**Exercise prompt:** Every record that follows must be given again exactly.

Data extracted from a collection
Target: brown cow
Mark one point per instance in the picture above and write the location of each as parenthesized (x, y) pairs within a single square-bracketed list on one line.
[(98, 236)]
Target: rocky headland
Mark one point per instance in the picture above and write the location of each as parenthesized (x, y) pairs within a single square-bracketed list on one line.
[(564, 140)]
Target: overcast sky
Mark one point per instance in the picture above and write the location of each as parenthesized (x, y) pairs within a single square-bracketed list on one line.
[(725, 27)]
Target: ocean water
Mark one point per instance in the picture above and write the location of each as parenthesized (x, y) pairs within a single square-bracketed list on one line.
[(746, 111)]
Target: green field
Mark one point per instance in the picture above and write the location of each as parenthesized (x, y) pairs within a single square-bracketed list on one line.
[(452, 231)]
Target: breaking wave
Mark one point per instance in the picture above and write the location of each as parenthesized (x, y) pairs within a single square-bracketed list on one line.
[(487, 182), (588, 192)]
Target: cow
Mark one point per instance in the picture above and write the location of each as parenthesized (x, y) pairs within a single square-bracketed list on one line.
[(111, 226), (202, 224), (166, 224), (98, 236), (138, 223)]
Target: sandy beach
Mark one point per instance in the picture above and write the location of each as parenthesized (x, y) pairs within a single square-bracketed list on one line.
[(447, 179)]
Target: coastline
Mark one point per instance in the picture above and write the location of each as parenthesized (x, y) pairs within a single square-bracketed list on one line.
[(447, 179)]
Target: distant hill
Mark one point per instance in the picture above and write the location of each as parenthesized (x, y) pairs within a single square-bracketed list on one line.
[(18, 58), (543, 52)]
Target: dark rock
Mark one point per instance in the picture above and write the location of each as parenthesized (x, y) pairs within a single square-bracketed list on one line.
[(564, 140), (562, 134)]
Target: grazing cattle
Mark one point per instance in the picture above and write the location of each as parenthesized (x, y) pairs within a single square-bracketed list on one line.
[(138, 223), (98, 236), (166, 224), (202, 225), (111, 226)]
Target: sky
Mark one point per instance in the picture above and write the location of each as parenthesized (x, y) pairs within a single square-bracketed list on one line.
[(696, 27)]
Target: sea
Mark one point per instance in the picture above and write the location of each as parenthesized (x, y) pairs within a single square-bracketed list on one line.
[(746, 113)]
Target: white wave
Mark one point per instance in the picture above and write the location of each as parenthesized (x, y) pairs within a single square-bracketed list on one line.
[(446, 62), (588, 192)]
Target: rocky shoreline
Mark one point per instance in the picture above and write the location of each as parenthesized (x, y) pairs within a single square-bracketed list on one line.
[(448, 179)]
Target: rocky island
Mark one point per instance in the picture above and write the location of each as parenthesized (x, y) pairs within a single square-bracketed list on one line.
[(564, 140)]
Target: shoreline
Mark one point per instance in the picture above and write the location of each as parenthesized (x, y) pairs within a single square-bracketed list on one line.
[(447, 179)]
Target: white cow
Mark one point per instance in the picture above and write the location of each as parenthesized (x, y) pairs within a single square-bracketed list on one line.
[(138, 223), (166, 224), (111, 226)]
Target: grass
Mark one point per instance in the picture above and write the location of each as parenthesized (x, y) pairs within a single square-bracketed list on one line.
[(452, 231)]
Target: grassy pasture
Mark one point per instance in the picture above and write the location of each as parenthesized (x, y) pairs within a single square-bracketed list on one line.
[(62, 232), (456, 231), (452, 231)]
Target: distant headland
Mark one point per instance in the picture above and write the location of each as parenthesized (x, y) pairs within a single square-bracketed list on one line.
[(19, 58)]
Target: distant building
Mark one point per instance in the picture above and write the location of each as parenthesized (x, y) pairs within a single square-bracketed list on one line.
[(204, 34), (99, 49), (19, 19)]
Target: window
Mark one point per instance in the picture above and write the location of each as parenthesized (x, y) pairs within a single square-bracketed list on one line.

**Response for this exercise:**
Target: brown cow
Mark one point per instance in the picture above and write the location of each as parenthesized (x, y) pairs within a single square-bracketed list on one line.
[(98, 236)]
Target: rocky headland
Mark one point per instance in the picture above and write the location of each as parenthesized (x, y) pairs within a single square-bracketed list on one line.
[(564, 140)]
Target: overcast sky
Mark one point per instance in the picture above and write the location of each as parenthesized (x, y) pairs within a single square-bracketed list on one line.
[(725, 27)]
Target: ocean water
Mark one point per instance in the picture above and write the location of each as parenthesized (x, y) pairs within a single square-bracketed list on one line.
[(746, 111)]
Target: green field
Mark one point per instance in the picture above and write the location of each as parenthesized (x, y) pairs within a single square-bracketed list on one line.
[(452, 231)]
Target: breaking wave
Mark one point per instance in the picture above and write the location of each as parenthesized (x, y) pairs within a single square-bracketed list on one line.
[(487, 182), (588, 192)]
Target: cow
Mark one point per instance in the picture above and write the location of each as parenthesized (x, y) pairs within a single square-bracketed list on one line.
[(111, 226), (202, 224), (166, 224), (98, 236), (138, 223)]
Target: sandy beach
Mark one point per instance in the picture above and write the location of each as parenthesized (x, y) pairs within a single square-bracketed list on one line.
[(447, 179)]
Target: coastline
Mark one point per instance in the picture above and write the location of each as parenthesized (x, y) pairs within a single square-bracketed list on one line.
[(447, 179)]
Target: distant hill
Mark one point per instance in the picture above and write the location of each as parenthesized (x, y) pairs within a single square-bracketed list on one line.
[(18, 58), (543, 52)]
Target: dark rock
Mark one point per instance in the picture above and write the location of each as parenthesized (x, y) pairs within a single square-bracketed list on one line.
[(564, 140), (562, 134)]
Target: grazing cattle
Mark one point per instance in the picture above and write the location of each as parenthesized (x, y) pairs within a single square-bracketed list on one line.
[(138, 223), (98, 236), (166, 224), (202, 225), (111, 226)]
Target: sky
Mark one point per instance in the picture above and write the location of each as parenthesized (x, y) pairs within a single square-bracketed list on one line.
[(696, 27)]
Target: sea
Mark one point per instance in the picture above and write the location of each as parenthesized (x, y) pairs within a single square-bracketed list on one line.
[(746, 113)]
Target: white wave
Mark one point per instance in the picture above and write the location of each as parenthesized (x, y) pairs within a single square-bracketed list on one line.
[(446, 62), (588, 192)]
Target: rocky shoreline
Mark one point per instance in the picture above and write the location of each as parenthesized (x, y) pairs within a single square-bracketed list on one line.
[(448, 179)]
Target: rocky island
Mark one point per instance in the picture above and write the location of each as parenthesized (x, y) pairs within a single square-bracketed list on one line.
[(564, 140)]
Target: shoreline
Mark one point per instance in the picture above and write the location of each as parenthesized (x, y) pairs within a single square-bracketed list on one line.
[(447, 179)]
Target: white cow
Mark one point per instance in the picture above and write the location of each as parenthesized (x, y) pairs within a single square-bracketed list on one line.
[(138, 223), (166, 224), (111, 226)]
Target: grass
Mark one point per instance in the picture above and write the location of each as parenthesized (x, y) pairs within a single square-bracketed list on one line.
[(452, 231)]
Target: grassy pasture
Mark one point per instance in the picture above and write the location of each as parenthesized (x, y) pairs within a single square-bracketed list on one line.
[(62, 232), (456, 231), (452, 231)]
Target: distant headland
Mark one point per instance in the picture above and write the location of each as parenthesized (x, y) pairs within a single square-bracketed list on one line.
[(19, 58)]
Target: distant building
Mark one point per instance in the picture above and write the location of each as parenthesized (x, y) pairs within a single square-bracketed list on one line.
[(204, 34), (99, 49), (19, 19)]
Target: window
Mark one point per instance in the picture above and write the location of each as parenthesized (x, y) pairs within a single square-bracketed list on one line.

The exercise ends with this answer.